ASSIGNED TASK: In the RNA sequencing post below, list every tool that the post names for aligning the reads.

EXTRACTED TEXT:
In RNA Sequencing, there are a lot of analysis we can perform. For example, a standard pipeline will involve:
- Alignment of the reads (STAR, RUM, TopHat, MapSplice, GSNAP etc)
- Gene Counting (HTSeq, Cufflink etc)
- Differential gene expression analysis (DESeq, EdgeR, Cuffdiff etc)
- Functional Annotation (DAVID)
- Pathway Analysis (SPIA, GSEA, WGCNA etc)
This set of analysis should more or less gives us certain biological idea of what is happening to our sample. However, in recent attempts to analyse our RNA Sequencing data, it was found that it is very difficult to interpret the differential exon usage results, or in general, differential isoform expression. A possible pipeline will be something like
Alignment -> Gene Counting -> Differential gene expression analysis (DEXSeq)
or
Alignment -> MATS (or other tools)
Alternatively We can also try De novo assembly with Trinity or OASIS to construct the transcriptome or just align to the transcriptome of our organism, then pipe to RSEM and the perform EBSeq analysis.
But what afterwards? After obtaining the differential gene expression, we can try different from of functional annotation, but it is much more difficult for us to perform functional annotation on the different isoforms or exon. When you have more than a 1000 differentially expressed exons, how do you know exactly what's wrong in your condition or what is happening?

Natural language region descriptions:
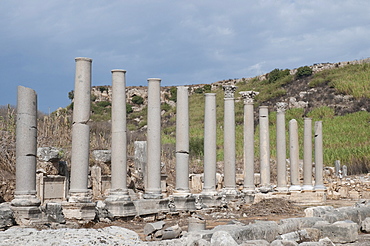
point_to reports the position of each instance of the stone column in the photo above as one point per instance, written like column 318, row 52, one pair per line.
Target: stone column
column 294, row 156
column 81, row 132
column 154, row 140
column 26, row 149
column 307, row 155
column 319, row 158
column 229, row 140
column 182, row 141
column 248, row 97
column 119, row 138
column 209, row 187
column 264, row 150
column 281, row 147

SOLVED PROBLEM: STAR, RUM, TopHat, MapSplice, GSNAP